WHAT IS ASKED:
a) Retype the blog post word for word, everything from "Jun 24, 2011" down to "had officially begun.".
b) Extend the blog post about trying country music, beginning after its final line.

EXTRACT:
++++++
Jun 25, 2011

frontline attack.

so i just got back from bountiful
and my apartment
wreaks
it seriously smells like something died
and got put in our air conditioner
to be blown all over the place
febreeze
failed me for the first time
wtf
i attacked this place with 
the smells of brazilian carnaval but had
noooooo luck
heeeeeelp

Jun 24, 2011

The devil did not give birth to a genre known as country.

Last week while getting ready I had this conversation with my mom:

MOM: You're listening to country music. 
ME: I am?! I had noooo idea. 
MOM: Why...? You hate the stuff.
ME: I thought I'd give it a try. Syd made me a CD so I could be weened onto it. 

***blah blah blah, irrelevant banter***

My entrance into the world of country had officially begun. 
For those of you who don't understand the gravity of this moment, just know that in the past the sound of a banjo or a sickly sweet drawl would make me want to rip my hair out. I couldn't stand the stuff.  

Last night I took another BIG step in my country gal transformation. 

Granted I was wearing a Pac Sun tank, flip flops and a sweater from Urban
buuuutttt.....

I WENT COUNTRY DANCING!
(Insert neon sign and flashing lights here)

Not only did I go country dancing, but I LOVED every minute of it. 

I went with Brent, and let me tell you, we were tearin it up on the dance floor.
...After we got over the awkwardness of not knowing what to do.
++++++
RECORD LIST:

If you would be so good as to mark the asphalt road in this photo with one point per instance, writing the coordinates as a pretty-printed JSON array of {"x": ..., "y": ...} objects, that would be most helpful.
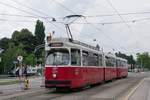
[{"x": 116, "y": 90}]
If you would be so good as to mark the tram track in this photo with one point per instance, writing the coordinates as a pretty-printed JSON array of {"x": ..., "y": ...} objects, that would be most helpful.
[{"x": 106, "y": 91}]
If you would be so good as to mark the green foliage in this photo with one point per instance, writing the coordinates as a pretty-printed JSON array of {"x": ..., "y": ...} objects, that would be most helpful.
[
  {"x": 143, "y": 60},
  {"x": 26, "y": 38},
  {"x": 23, "y": 43},
  {"x": 10, "y": 55},
  {"x": 39, "y": 32}
]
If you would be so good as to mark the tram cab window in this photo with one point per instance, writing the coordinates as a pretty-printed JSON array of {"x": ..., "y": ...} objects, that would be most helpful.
[
  {"x": 58, "y": 56},
  {"x": 75, "y": 57},
  {"x": 110, "y": 62}
]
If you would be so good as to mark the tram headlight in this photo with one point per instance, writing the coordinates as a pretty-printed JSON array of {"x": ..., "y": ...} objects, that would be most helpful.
[{"x": 54, "y": 75}]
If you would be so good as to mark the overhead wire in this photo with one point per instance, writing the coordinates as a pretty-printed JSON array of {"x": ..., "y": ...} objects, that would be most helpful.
[
  {"x": 108, "y": 1},
  {"x": 129, "y": 13},
  {"x": 97, "y": 28}
]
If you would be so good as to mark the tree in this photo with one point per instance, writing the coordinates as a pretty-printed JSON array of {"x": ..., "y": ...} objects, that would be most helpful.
[
  {"x": 39, "y": 32},
  {"x": 10, "y": 55},
  {"x": 26, "y": 38}
]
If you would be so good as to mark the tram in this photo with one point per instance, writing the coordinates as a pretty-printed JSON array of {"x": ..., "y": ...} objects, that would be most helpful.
[{"x": 73, "y": 64}]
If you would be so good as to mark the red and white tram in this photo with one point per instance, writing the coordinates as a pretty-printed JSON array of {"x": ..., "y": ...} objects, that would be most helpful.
[{"x": 74, "y": 64}]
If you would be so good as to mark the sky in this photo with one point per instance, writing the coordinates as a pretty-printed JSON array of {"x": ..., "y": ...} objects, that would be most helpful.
[{"x": 125, "y": 31}]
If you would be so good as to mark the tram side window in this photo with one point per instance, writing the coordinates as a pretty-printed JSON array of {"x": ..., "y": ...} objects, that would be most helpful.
[
  {"x": 110, "y": 61},
  {"x": 92, "y": 59},
  {"x": 85, "y": 58},
  {"x": 100, "y": 60},
  {"x": 75, "y": 57}
]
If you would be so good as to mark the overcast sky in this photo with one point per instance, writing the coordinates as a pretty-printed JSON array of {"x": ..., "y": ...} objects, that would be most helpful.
[{"x": 128, "y": 36}]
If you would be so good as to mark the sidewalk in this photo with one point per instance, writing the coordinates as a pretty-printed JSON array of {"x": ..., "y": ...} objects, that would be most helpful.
[{"x": 13, "y": 90}]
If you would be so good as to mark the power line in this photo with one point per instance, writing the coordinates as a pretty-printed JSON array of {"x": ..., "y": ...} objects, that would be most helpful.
[
  {"x": 66, "y": 8},
  {"x": 129, "y": 13},
  {"x": 117, "y": 12},
  {"x": 35, "y": 10},
  {"x": 97, "y": 28},
  {"x": 29, "y": 13},
  {"x": 16, "y": 20}
]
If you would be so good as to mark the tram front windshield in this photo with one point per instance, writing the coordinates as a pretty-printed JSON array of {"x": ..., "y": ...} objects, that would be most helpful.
[{"x": 58, "y": 56}]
++++++
ANSWERS FOR THIS EXERCISE:
a)
Jun 24, 2011

The devil did not give birth to a genre known as country.

Last week while getting ready I had this conversation with my mom:

MOM: You're listening to country music. 
ME: I am?! I had noooo idea. 
MOM: Why...? You hate the stuff.
ME: I thought I'd give it a try. Syd made me a CD so I could be weened onto it. 

***blah blah blah, irrelevant banter***

My entrance into the world of country had officially begun.

b)
Let's just say being described as a noob, novice, amateur, or rookie would make us look good.  

We recruited Brent's sister and brother in law to give us some instruction and it was free sailing from there! We may not have been the best dancers out there, but as usual we were the best looking ;)

After a lot of
 dancing
laughing
and sweating
 we hit up the drinking fountain and went outside for some fresh air.
funfact: there is a lot of stuff  (fake trees, chairs, lawn mowers, signs, creepy sheds, etc.) worth rummaging through behind Studio if you're ever in the area!

If someone would have told me that I could the Boot Scootin Boogie and enjoy myself at the same time, I would have laughed in their face. They only memories associated with that song are of Mr. Poff in Jr. High
GAG. ME. PLEASE.

Lesson learned?
Don't hate on something until you give it a whole hearted try!
I may not be wearing boots and a huge A belt buckle
but
I'd say it's only a matter of time before I'm in touch with my Georgian and Tennessee roots.

YeeeHawwww.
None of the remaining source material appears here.